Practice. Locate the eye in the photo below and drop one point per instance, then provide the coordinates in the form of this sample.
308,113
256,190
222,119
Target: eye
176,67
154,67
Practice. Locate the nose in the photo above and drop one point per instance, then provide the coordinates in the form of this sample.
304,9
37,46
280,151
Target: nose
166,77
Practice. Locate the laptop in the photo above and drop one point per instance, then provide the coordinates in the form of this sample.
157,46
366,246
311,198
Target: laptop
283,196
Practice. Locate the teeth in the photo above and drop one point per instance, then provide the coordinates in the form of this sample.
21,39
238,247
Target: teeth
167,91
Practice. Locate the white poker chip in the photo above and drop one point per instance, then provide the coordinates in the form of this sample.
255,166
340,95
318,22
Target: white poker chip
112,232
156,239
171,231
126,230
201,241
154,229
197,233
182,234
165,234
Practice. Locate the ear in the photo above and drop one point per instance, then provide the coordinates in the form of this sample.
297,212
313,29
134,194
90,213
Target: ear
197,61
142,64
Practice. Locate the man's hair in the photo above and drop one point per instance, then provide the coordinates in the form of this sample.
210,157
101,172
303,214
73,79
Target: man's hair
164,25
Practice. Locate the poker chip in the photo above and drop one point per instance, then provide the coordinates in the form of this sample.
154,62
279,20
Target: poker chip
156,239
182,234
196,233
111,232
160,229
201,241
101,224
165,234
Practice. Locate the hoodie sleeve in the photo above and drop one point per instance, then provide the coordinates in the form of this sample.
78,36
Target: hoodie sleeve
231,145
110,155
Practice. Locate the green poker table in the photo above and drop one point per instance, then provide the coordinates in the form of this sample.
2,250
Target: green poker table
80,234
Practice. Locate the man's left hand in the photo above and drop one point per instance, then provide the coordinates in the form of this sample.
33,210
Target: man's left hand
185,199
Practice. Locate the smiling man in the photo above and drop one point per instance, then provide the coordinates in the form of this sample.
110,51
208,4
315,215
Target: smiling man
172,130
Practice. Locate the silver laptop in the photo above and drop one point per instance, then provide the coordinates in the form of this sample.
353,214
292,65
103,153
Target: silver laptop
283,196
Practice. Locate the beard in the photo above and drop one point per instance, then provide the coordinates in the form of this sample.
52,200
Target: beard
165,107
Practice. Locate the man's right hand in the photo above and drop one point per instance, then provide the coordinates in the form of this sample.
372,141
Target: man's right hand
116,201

┄┄┄┄┄┄

(EXERCISE OBJECTIVE) The entire set of records should be returned exactly.

(TASK RESULT)
Practice. Locate the eye in the photo below and drop one point per instance, then provide the coordinates in the form of this sample.
308,113
256,190
222,119
Target: eye
176,67
154,67
Practice. Locate the nose in the photo above and drop one point per instance, then provide the coordinates in the form of this sample.
304,9
37,46
280,151
Target: nose
166,77
Practice. Locate the laptop in the photo above and drop one point per instance, then provide the coordinates in the form of this sample.
157,46
366,246
311,198
Target: laptop
283,196
Practice. Locate the teeth in the photo above and drop one point per instance, then provide the coordinates in the form of this sample.
21,39
238,247
Target: teeth
167,91
Practice. Locate the white poker chip in the photo above and drop one point per instance, then provide the coordinates in the form of this sample.
255,166
340,95
318,22
Target: white poker chip
112,232
156,239
171,231
126,230
201,241
154,229
197,233
182,234
165,234
Practice. Locate the ear in the photo above and drop one point per instance, then provide the coordinates in the form of this sample.
297,212
313,29
134,194
90,213
Target: ear
197,61
142,64
Practice. Locate the man's hair in the photo above and drop one point per instance, then provide the coordinates in the form of this sample.
210,157
101,172
303,214
73,79
Target: man's hair
164,25
Practice. Locate the poker chip in the photo above and drop one point per instance, then provide the coordinates in the form of this sample.
154,62
279,20
Target: poker chip
156,239
182,234
196,233
111,232
160,229
201,241
101,224
165,234
Practice. Locate the hoodie sleeve in the photo above and drop one point per instance, then provide the coordinates in the form of this sample.
78,36
Target: hoodie sleeve
231,145
110,155
Practice. Locate the green poker table in the photo above and drop one point per instance, then provide the coordinates in the form of this sample.
2,250
Target: green poker table
80,234
Practice. Locate the man's left hand in the photo above and drop one point per instance, then provide the coordinates in the form of this sample.
33,210
Target: man's left hand
185,199
Practice. Locate the smiling man in the photo above and drop one point per instance, then provide the coordinates in the form of this sample.
110,51
208,4
315,215
Target: smiling man
172,130
Practice. Locate the silver laptop in the photo above and drop one point per instance, then provide the coordinates in the form of this sample.
353,214
292,65
103,153
Target: silver laptop
283,196
Practice. Locate the beard in the photo above and drop one point per instance, then provide the coordinates in the form of this sample.
52,200
Target: beard
165,107
Practice. Locate the man's right hand in the photo above and drop one point per instance, then provide the coordinates in the form of this sample.
372,141
Target: man's right hand
116,201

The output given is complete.